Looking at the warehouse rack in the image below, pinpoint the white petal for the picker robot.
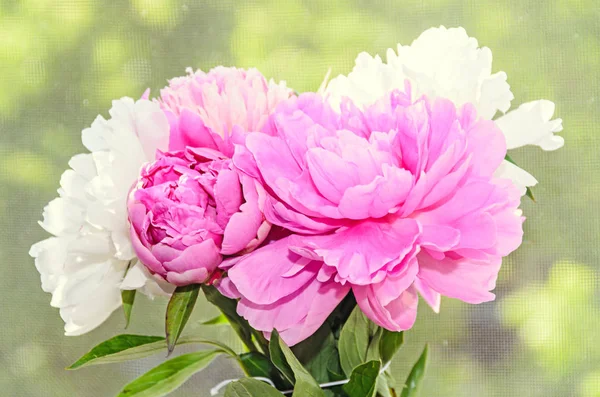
[29,237,71,292]
[69,153,96,180]
[30,98,172,335]
[40,197,84,236]
[494,160,537,196]
[496,100,564,150]
[326,26,513,118]
[121,261,175,298]
[477,72,515,120]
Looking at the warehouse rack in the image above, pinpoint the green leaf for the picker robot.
[225,378,283,397]
[338,306,370,376]
[200,313,229,325]
[365,327,383,361]
[202,285,256,353]
[525,186,536,203]
[269,334,296,385]
[67,334,166,369]
[343,360,381,397]
[400,345,429,397]
[504,154,535,202]
[121,289,136,328]
[377,374,392,397]
[165,284,200,354]
[117,350,221,397]
[379,328,404,364]
[239,352,291,390]
[292,323,345,383]
[67,334,237,370]
[269,330,325,397]
[121,260,136,329]
[504,153,517,165]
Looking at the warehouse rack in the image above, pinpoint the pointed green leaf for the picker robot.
[338,306,370,376]
[121,289,136,328]
[269,335,296,385]
[117,350,221,397]
[269,330,325,397]
[365,327,383,361]
[400,345,429,397]
[67,334,166,369]
[379,328,404,364]
[165,284,200,354]
[201,313,228,325]
[202,285,256,351]
[343,360,381,397]
[225,378,283,397]
[67,334,237,370]
[504,154,535,202]
[292,323,345,383]
[239,352,276,379]
[377,374,392,397]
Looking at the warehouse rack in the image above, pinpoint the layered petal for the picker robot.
[30,98,169,335]
[495,100,565,150]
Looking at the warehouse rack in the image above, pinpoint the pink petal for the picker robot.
[418,252,502,303]
[413,277,442,313]
[339,165,413,219]
[238,278,350,346]
[303,217,421,284]
[352,285,418,332]
[228,238,321,305]
[165,239,222,281]
[221,176,270,255]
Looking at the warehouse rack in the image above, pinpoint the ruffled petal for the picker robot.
[495,100,565,150]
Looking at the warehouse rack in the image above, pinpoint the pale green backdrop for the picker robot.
[0,0,600,397]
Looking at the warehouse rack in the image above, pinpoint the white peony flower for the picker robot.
[325,26,564,194]
[29,98,171,335]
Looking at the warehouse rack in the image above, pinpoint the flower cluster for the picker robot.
[30,27,563,345]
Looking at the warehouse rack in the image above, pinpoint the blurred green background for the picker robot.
[0,0,600,397]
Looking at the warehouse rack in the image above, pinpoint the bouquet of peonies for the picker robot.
[30,27,563,397]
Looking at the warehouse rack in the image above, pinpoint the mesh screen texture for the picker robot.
[0,0,600,397]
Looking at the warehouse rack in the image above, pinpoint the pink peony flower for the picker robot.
[223,87,523,345]
[128,147,270,285]
[159,66,292,157]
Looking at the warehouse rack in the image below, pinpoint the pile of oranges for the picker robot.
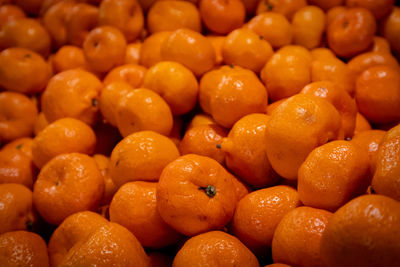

▶ **Problem description**
Lay out every line of the data above as a numbered list, with blank lines omitted. Leave the pictures out of your answer.

▶ **Exercise answer**
1. Looking at the warehouse rack in the image below, pinpoint the white petal for the picker robot.
2. [29,237,71,292]
3. [69,153,96,180]
4. [30,98,172,335]
5. [40,197,84,236]
6. [494,160,537,196]
7. [496,100,564,150]
8. [326,26,513,118]
9. [121,261,175,298]
10. [477,72,515,120]
11. Looking at the warehouse rack in the image above, pinpoint the green leaf for the picker robot.
12. [225,378,283,397]
13. [338,306,370,376]
14. [200,313,229,325]
15. [365,327,383,361]
16. [202,285,256,353]
17. [525,186,536,203]
18. [269,334,296,385]
19. [67,334,166,369]
20. [343,360,381,397]
21. [400,345,429,397]
22. [504,154,535,202]
23. [121,289,136,328]
24. [377,374,392,397]
25. [165,284,200,354]
26. [117,350,221,397]
27. [379,328,404,364]
28. [239,352,291,390]
29. [292,323,345,383]
30. [67,334,237,370]
31. [269,330,325,397]
32. [121,260,136,329]
33. [504,153,517,165]
34. Looking at the warehouse rack in the image above, pinpoint the pointed green leaf for the picker robot.
35. [338,306,370,376]
36. [121,289,136,328]
37. [269,335,296,385]
38. [117,350,221,397]
39. [269,330,325,397]
40. [365,327,383,361]
41. [400,345,429,397]
42. [67,334,166,369]
43. [379,328,404,364]
44. [165,284,200,354]
45. [201,313,228,325]
46. [202,285,256,351]
47. [343,360,381,397]
48. [225,378,283,397]
49. [67,334,237,370]
50. [504,154,535,202]
51. [292,323,345,383]
52. [239,352,276,379]
53. [377,374,392,397]
54. Looking at the warehouse rack in the image above, pinpoint the layered petal for the picker robot.
55. [30,98,169,335]
56. [495,100,565,150]
57. Looking at the warehouse rack in the image above, pinpoint the pink petal for the picker robot.
58. [418,252,502,303]
59. [413,277,442,313]
60. [339,165,413,219]
61. [238,278,350,346]
62. [303,217,421,284]
63. [352,285,418,332]
64. [228,238,321,305]
65. [165,239,222,281]
66. [221,176,270,255]
67. Looking at the warehouse rack in the image above, pinpoint the ruffled petal for the picker robot.
68. [495,100,565,150]
69. Looking at the warehouse rack in the image above, pinpoint the pale green backdrop for the picker robot.
70. [0,0,600,397]
71. Looking at the warehouse rack in the image above, pinpoint the white peony flower for the picker robot.
72. [325,26,564,194]
73. [29,98,171,335]
74. Looking at the warehouse rack in the image above, pinpoint the flower cluster for the picker robot.
75. [30,27,563,345]
76. Looking at the warehouse rack in the image above, pinpoint the blurred green background for the picker robot.
77. [0,0,600,397]
78. Looking at the warehouse rack in the image above, pinpoint the bouquet of peonies for the picker robot.
79. [30,27,563,397]
80. Looking at the warehouse rack in the image above, pinpoint the mesh screen texture for the picker robot.
81. [0,0,600,397]
82. Looking at the warehouse rack in the image above, pinpoint the pink peony flower for the picker robot.
83. [223,87,523,345]
84. [128,147,270,285]
85. [159,66,292,157]
86. Looking at the warehouse rack in the image below, pinpoint the pile of oranges for the picker robot.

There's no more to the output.